Available records:
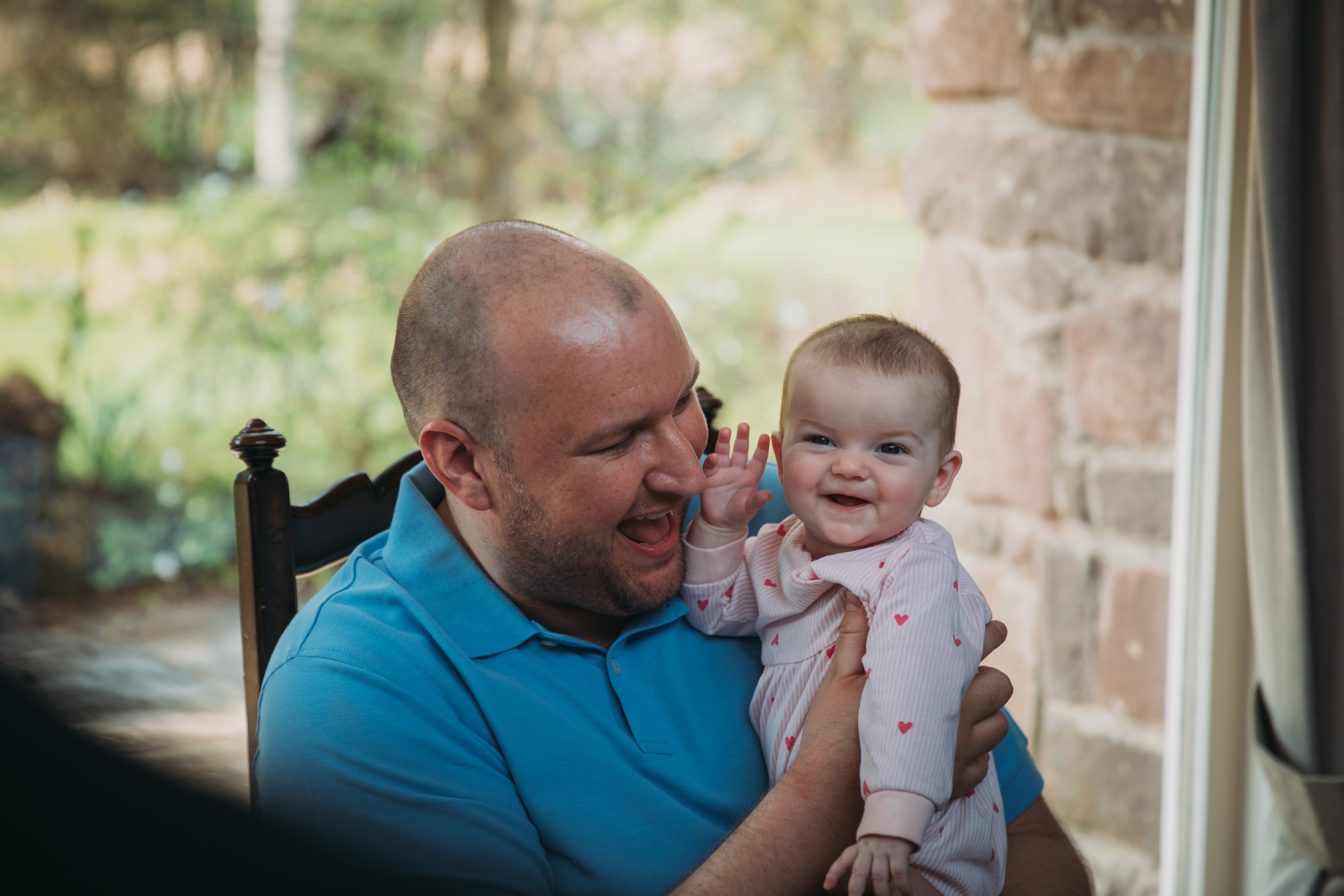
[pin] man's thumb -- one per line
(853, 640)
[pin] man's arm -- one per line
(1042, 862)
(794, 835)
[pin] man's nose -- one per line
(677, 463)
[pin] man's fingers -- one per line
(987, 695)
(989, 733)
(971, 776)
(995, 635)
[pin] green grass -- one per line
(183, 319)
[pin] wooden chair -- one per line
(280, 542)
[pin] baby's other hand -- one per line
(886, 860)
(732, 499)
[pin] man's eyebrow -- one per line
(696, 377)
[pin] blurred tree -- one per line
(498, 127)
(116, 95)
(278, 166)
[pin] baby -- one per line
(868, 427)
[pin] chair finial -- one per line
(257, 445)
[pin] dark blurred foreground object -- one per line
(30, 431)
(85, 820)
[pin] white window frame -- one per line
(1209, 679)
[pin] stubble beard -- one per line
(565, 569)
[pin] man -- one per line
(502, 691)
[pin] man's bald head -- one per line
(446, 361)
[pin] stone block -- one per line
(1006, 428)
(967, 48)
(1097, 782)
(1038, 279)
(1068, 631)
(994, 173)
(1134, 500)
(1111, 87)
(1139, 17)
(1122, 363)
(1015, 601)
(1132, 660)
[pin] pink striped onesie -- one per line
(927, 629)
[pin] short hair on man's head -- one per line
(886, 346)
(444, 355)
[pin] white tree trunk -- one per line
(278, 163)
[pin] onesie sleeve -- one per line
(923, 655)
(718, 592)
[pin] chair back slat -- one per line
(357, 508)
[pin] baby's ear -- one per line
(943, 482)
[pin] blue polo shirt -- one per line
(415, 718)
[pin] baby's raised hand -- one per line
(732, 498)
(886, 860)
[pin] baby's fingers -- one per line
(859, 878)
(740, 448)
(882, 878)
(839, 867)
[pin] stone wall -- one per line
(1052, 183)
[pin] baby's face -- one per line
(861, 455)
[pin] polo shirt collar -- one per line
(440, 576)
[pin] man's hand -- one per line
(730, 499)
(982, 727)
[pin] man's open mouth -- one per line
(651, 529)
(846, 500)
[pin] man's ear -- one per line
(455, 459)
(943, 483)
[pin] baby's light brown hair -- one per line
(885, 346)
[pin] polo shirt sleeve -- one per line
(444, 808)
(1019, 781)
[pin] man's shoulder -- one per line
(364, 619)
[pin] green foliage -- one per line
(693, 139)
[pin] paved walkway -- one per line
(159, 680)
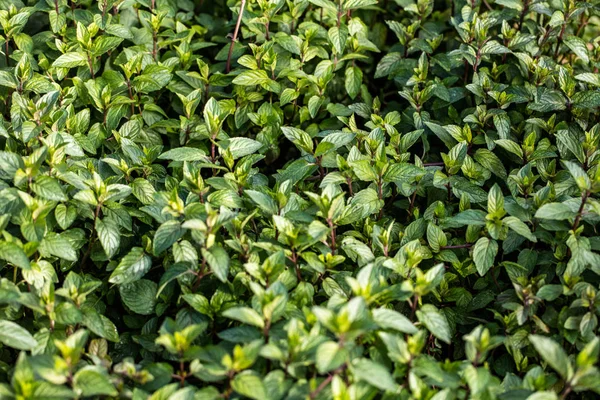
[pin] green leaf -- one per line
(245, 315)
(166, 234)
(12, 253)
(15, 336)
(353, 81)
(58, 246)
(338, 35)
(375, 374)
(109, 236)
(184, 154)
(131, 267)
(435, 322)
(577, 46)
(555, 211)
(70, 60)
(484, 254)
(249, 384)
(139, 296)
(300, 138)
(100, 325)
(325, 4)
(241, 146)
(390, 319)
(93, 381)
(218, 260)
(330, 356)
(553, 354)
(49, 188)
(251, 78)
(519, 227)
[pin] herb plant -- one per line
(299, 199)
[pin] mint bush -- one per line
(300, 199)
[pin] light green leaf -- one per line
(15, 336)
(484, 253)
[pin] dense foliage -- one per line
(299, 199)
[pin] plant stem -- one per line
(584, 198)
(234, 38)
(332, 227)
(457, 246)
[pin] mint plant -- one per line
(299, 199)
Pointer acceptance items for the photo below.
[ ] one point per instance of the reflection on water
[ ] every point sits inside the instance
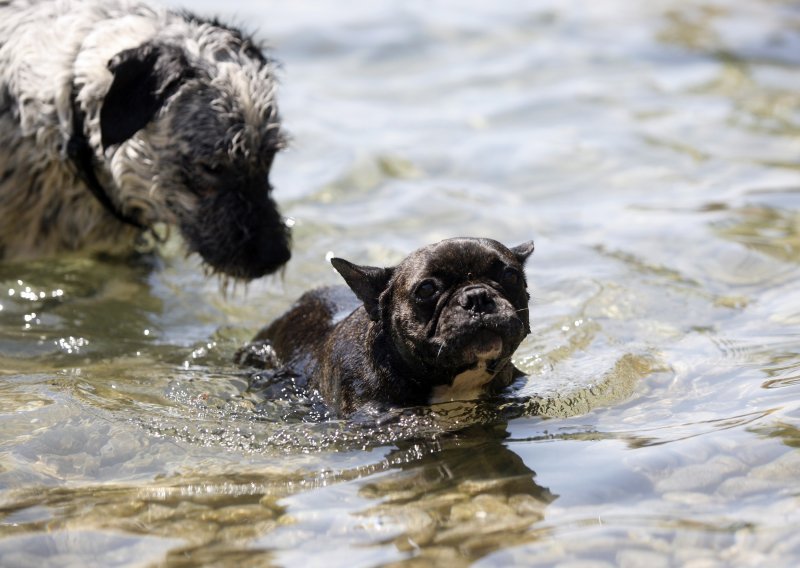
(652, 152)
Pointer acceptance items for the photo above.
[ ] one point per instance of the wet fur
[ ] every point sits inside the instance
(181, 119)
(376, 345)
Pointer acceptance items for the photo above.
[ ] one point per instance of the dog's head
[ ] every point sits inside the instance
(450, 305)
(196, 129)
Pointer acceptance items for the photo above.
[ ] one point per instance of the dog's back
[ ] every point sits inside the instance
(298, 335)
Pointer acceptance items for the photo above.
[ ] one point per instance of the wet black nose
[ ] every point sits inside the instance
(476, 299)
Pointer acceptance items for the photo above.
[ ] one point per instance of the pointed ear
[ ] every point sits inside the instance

Problem requirements: Reproduce all the entries that precede this task, word for word, minus any pictures.

Problem solution:
[pin] man's thumb -- one per line
(853, 640)
[pin] man's arm -- one per line
(1042, 862)
(794, 835)
[pin] man's nose -- one per line
(677, 463)
[pin] man's fingers -- one per line
(987, 695)
(989, 733)
(971, 776)
(995, 635)
[pin] green grass -- one per line
(183, 319)
[pin] wooden chair -- one per line
(280, 542)
[pin] baby's other hand -- one per line
(886, 860)
(732, 499)
[pin] man's eyebrow -- one per line
(696, 377)
[pin] blurred tree -- one per line
(498, 127)
(116, 95)
(278, 166)
[pin] baby -- one per line
(868, 427)
[pin] chair finial -- one per line
(257, 445)
[pin] dark blurred foreground object -- one per line
(30, 431)
(85, 820)
[pin] white window frame -- one per line
(1209, 679)
[pin] stubble beard -- one per line
(565, 569)
[pin] man -- one per line
(502, 691)
[pin] man's bald head -- one per line
(446, 361)
[pin] stone block -- one per line
(1006, 428)
(967, 48)
(1097, 782)
(1038, 279)
(1068, 631)
(994, 173)
(1134, 500)
(1111, 87)
(1139, 17)
(1122, 363)
(1015, 601)
(1132, 660)
[pin] pink striped onesie -- one per line
(927, 629)
[pin] short hair on man's head -- one per line
(886, 346)
(444, 355)
[pin] white tree trunk -- one per line
(278, 163)
[pin] onesie sleeve -- one per line
(923, 655)
(718, 592)
[pin] chair back slat -- one per line
(357, 508)
[pin] baby's ear -- one per line
(943, 482)
[pin] blue polo shirt -- one per line
(415, 718)
[pin] baby's raised hand -- one per line
(732, 498)
(886, 860)
[pin] baby's fingers -- one per line
(859, 878)
(740, 448)
(882, 878)
(839, 867)
[pin] stone wall -- one per line
(1052, 183)
[pin] baby's face -- one per line
(861, 455)
[pin] polo shirt collar -- one per line
(440, 576)
[pin] man's hand -- one per line
(730, 499)
(982, 727)
[pin] man's open mouth -- one per line
(651, 529)
(846, 500)
[pin] man's ear -- one per line
(455, 459)
(943, 483)
[pin] baby's light brown hair -- one per line
(885, 346)
[pin] polo shirt sleeve -- one per line
(444, 808)
(1019, 781)
[pin] man's shoulder -- one per line
(364, 619)
[pin] green foliage -- one per line
(693, 139)
[pin] paved walkway -- one per line
(159, 680)
[pin] green leaf -- one per line
(245, 315)
(166, 234)
(12, 253)
(15, 336)
(353, 81)
(58, 246)
(338, 35)
(375, 374)
(109, 236)
(184, 154)
(131, 267)
(435, 322)
(577, 46)
(555, 211)
(70, 60)
(484, 254)
(249, 384)
(139, 296)
(300, 138)
(100, 325)
(325, 4)
(241, 146)
(390, 319)
(93, 381)
(218, 260)
(330, 356)
(553, 354)
(49, 188)
(251, 78)
(519, 227)
[pin] herb plant -- one per line
(299, 199)
[pin] mint bush -- one per line
(300, 199)
[pin] light green leaf -- one per line
(15, 336)
(484, 253)
[pin] dense foliage -- one per line
(299, 199)
[pin] plant stem -- one per line
(584, 198)
(234, 38)
(332, 227)
(457, 246)
[pin] mint plant -- one per line
(299, 199)
Pointer acceptance items for the photo below.
[ ] one point per instance of the reflection on water
[ ] every point sits inside the instance
(652, 152)
Pointer acceptance items for the photo above.
[ ] one point per instance of the wet fur
[ ] every point sits inside the instance
(181, 119)
(376, 345)
Pointer acceptance items for the photo above.
[ ] one point per instance of the dog's head
[ ] every point sits inside the instance
(450, 305)
(196, 129)
Pointer acceptance items for the photo above.
[ ] one point per instance of the dog's back
[ ] every point sits inside the instance
(298, 335)
Pointer acceptance items for the photo above.
[ ] one point per instance of the wet black nose
[ ] every point sits inside the instance
(476, 299)
Pointer acceptance items for the photo above.
[ ] one point per instance of the pointed ear
[ ] every point sits inside the instance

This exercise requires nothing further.